READING TEXT —
Cross-cultural psychiatric researchers have struggled to investigate mental illness across cultures. Cultures possess distinct norms of normal and abnormal behavior, influencing symptom patterns and raising questions about the homogeneity of illnesses across societies (Devereux, 2000). Psychiatrists have typically assumed that emotions are expressed and can be measured in similar ways across populations, although ethnographers have observed cross-cultural variations in their manifestation, apprehension, and sociolinguistic expression (Abu-Lughod and Lutz, 1990). These considerations have guided research in cultural psychiatry on the universality or specificity of psychopathology, the challenges in providing services in inter-cultural patient-physician interactions, and methods of assessment in the absence of universal pathogenic biomarkers (Kirmayer, 2007).
Instrument translation exemplifies dilemmas in cultural psychiatry. Questionnaires from one setting that do not consider idioms of distress or different symptom manifestations in another setting may neglect cultural influences on the manifestation or assessment of illness (Kleinman, 1988). In cultures without medical vocabularies to express psychological states, researchers must decide between strict lexical and broad conceptual translations (Aggarwal, 2007). In addition, questions from European languages may need considerable rethinking in Asian or African languages with different grammatical structures (Ertan and Eker, 2000). Instruments can only be applied cross culturally with appreciation that illnesses and their assessment may vary across cultures and that even well translated instruments may be applied and interpreted differently.

EXERCISE DATA —
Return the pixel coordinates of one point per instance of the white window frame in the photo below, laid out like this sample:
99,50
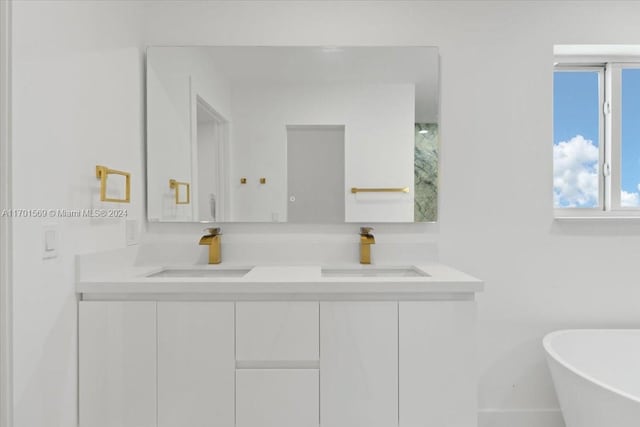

TASK STATEMENT — In the passage on cultural psychiatry, what choice must researchers make in cultures that lack medical vocabularies for psychological states? This material has no connection to the passage on cultural psychiatry.

TASK RESULT — They must decide between strict lexical and broad conceptual translations.